◆ TASK ITEM
In the entries below, find each line bearing the string "mark" and copy it.

-------- EXTRACTED MATERIAL --------

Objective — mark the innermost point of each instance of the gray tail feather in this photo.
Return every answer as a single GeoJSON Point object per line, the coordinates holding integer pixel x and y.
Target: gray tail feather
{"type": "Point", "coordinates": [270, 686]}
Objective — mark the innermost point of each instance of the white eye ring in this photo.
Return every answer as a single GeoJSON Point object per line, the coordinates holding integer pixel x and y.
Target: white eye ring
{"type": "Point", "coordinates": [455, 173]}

--------
-------- EXTRACTED MATERIAL --------

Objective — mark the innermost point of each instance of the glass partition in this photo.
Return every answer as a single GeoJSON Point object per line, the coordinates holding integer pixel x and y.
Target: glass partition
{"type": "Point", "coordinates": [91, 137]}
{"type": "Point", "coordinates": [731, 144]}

--------

◆ RESULT FOR THIS TASK
Objective — mark the innermost point of each instance of the gray tail feather in this photo.
Objective — mark the innermost point of each instance of the white eye ring in this photo.
Objective — mark the innermost point of each instance of the glass partition in this photo.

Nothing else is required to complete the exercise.